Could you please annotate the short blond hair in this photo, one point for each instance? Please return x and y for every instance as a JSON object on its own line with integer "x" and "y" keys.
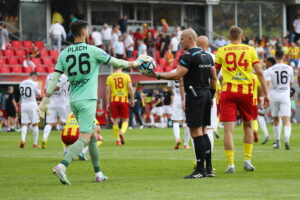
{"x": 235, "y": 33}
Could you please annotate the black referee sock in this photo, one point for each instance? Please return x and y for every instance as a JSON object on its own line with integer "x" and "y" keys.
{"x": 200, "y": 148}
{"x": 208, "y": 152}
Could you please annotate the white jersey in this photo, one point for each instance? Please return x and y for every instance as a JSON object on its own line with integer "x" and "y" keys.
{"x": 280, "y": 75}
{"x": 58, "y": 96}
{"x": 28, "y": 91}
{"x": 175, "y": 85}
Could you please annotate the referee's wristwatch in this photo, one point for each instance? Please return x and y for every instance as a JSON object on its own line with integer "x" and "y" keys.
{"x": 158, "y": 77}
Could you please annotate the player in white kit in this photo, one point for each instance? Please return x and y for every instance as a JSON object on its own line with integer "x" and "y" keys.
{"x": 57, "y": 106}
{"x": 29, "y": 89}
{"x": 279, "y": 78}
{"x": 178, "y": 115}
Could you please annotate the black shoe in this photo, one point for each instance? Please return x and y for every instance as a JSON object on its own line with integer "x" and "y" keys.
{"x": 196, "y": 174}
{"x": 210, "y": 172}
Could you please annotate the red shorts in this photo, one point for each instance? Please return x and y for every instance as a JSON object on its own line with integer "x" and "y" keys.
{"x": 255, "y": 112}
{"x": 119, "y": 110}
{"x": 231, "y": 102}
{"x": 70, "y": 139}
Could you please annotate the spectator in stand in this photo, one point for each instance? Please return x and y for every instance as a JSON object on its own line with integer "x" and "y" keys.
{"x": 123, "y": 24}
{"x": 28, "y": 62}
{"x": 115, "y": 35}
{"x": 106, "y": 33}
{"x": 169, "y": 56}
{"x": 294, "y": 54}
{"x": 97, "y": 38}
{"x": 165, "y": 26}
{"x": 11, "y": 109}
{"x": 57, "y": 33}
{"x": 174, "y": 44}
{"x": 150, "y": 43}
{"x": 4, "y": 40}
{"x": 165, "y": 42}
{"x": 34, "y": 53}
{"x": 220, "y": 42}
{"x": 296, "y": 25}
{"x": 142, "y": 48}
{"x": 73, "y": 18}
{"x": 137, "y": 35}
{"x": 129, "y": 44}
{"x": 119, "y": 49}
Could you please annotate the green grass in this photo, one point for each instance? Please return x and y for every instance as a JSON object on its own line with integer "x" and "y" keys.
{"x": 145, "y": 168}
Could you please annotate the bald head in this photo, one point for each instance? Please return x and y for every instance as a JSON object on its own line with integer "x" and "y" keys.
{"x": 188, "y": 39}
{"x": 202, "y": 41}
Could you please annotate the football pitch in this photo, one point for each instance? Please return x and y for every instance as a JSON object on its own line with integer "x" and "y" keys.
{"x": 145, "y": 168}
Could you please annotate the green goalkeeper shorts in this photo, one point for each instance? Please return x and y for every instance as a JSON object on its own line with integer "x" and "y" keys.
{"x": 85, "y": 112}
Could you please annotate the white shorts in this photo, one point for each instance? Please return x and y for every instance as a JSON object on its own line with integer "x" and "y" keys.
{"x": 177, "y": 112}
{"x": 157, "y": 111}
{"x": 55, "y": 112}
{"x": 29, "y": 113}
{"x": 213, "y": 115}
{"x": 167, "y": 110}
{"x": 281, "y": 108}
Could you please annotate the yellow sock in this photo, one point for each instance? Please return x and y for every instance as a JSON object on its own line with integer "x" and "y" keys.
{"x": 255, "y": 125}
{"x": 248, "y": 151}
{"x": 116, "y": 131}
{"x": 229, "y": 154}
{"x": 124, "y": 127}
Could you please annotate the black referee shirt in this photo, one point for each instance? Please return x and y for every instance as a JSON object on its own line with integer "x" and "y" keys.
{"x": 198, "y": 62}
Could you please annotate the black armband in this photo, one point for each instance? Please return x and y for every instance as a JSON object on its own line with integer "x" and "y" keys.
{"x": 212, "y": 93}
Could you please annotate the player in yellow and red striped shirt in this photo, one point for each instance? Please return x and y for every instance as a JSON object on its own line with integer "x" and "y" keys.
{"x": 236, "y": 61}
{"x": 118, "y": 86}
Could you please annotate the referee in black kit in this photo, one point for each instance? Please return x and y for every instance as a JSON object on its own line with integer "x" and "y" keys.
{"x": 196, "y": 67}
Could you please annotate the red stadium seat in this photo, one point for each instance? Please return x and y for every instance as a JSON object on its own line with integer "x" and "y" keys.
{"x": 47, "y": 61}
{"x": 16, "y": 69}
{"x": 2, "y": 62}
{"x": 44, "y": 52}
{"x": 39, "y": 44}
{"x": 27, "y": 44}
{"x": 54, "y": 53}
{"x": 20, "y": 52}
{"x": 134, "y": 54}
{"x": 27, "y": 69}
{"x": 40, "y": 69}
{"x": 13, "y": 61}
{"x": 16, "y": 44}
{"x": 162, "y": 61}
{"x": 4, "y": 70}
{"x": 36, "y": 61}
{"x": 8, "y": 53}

= = = = =

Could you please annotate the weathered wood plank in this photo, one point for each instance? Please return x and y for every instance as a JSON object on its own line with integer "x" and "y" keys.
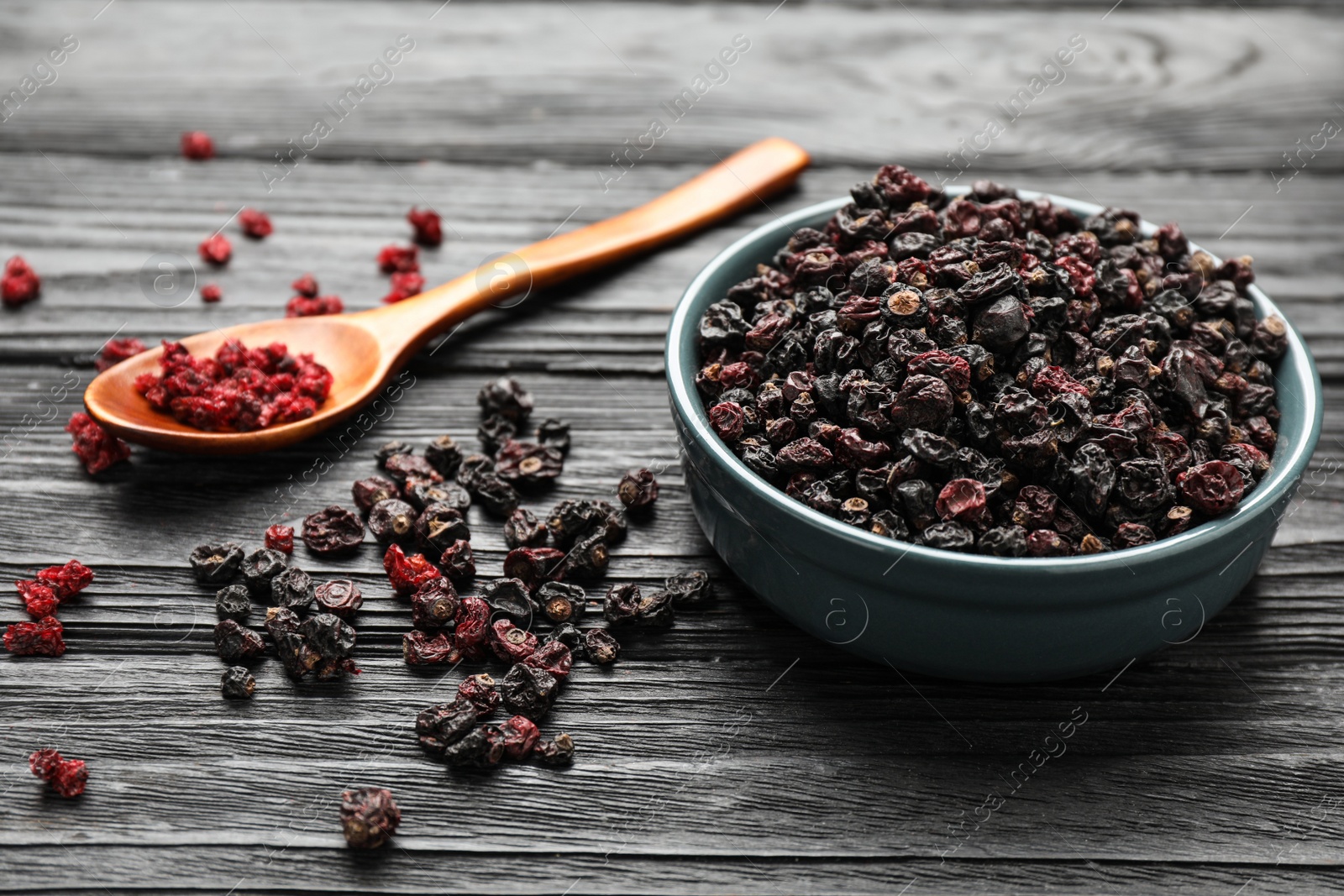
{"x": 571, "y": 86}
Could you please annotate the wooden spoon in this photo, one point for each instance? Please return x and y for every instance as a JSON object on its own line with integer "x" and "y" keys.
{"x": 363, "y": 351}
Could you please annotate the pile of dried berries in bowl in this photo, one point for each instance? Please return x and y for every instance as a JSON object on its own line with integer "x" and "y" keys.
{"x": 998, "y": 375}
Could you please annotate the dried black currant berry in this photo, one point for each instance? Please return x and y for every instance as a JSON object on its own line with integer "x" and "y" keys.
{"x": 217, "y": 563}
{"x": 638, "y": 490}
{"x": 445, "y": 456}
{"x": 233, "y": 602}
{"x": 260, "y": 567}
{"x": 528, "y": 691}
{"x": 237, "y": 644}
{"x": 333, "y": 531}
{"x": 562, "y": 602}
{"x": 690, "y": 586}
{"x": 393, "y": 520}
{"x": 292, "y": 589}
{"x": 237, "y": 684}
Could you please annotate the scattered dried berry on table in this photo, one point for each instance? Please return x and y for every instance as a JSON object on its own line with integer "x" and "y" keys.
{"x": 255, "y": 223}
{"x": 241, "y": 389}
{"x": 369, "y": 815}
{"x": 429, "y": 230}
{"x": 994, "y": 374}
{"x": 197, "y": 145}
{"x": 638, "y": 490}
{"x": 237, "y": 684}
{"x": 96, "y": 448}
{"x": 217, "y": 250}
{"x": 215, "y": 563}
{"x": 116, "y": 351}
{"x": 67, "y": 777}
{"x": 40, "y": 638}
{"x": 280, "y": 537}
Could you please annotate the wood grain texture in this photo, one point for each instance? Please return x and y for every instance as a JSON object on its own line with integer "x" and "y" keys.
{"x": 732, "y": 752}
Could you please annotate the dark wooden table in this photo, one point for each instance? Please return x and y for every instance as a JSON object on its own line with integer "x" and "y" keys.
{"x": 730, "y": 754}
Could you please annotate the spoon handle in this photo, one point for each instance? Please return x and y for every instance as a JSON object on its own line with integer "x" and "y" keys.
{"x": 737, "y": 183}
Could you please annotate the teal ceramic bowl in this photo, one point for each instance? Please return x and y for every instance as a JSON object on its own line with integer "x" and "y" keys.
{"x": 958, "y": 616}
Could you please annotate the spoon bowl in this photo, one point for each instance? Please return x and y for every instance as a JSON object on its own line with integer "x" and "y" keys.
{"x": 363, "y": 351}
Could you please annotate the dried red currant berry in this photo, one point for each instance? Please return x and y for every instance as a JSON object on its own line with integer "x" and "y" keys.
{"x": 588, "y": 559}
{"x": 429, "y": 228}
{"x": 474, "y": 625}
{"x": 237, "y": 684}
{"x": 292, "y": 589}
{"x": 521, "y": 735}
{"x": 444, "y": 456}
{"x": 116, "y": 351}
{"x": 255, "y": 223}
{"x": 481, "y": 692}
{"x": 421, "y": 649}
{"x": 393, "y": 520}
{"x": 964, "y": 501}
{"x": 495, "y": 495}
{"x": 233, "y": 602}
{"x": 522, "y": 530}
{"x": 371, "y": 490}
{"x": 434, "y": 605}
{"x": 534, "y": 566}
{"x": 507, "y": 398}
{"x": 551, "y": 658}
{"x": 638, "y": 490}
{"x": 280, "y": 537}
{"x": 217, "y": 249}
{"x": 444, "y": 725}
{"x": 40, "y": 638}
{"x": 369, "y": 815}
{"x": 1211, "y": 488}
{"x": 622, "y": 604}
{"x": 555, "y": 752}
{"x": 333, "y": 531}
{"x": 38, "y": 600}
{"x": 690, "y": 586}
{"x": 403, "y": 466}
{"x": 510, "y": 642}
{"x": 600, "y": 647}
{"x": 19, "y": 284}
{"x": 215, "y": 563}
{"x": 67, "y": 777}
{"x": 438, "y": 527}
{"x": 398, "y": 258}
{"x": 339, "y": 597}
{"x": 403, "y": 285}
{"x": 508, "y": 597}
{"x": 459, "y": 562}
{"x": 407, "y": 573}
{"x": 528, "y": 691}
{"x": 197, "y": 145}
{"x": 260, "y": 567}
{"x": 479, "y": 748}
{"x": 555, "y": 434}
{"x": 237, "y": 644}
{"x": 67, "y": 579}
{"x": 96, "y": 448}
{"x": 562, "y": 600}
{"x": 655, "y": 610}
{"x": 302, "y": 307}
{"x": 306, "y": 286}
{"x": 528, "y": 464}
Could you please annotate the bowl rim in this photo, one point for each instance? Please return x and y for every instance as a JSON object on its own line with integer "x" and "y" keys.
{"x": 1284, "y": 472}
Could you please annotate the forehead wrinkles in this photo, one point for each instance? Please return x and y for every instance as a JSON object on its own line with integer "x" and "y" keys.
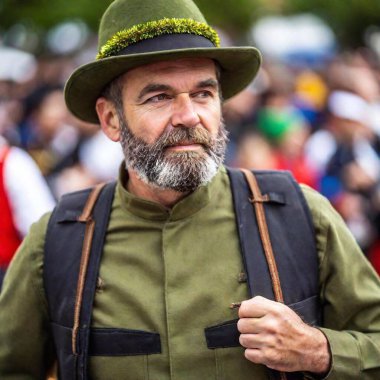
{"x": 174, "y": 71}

= = = = =

● **WHAT TO WORK ON**: How many lines in the records contain the word "shirt"? Reply with only the number.

● **EXPECTED OUTPUT**: 2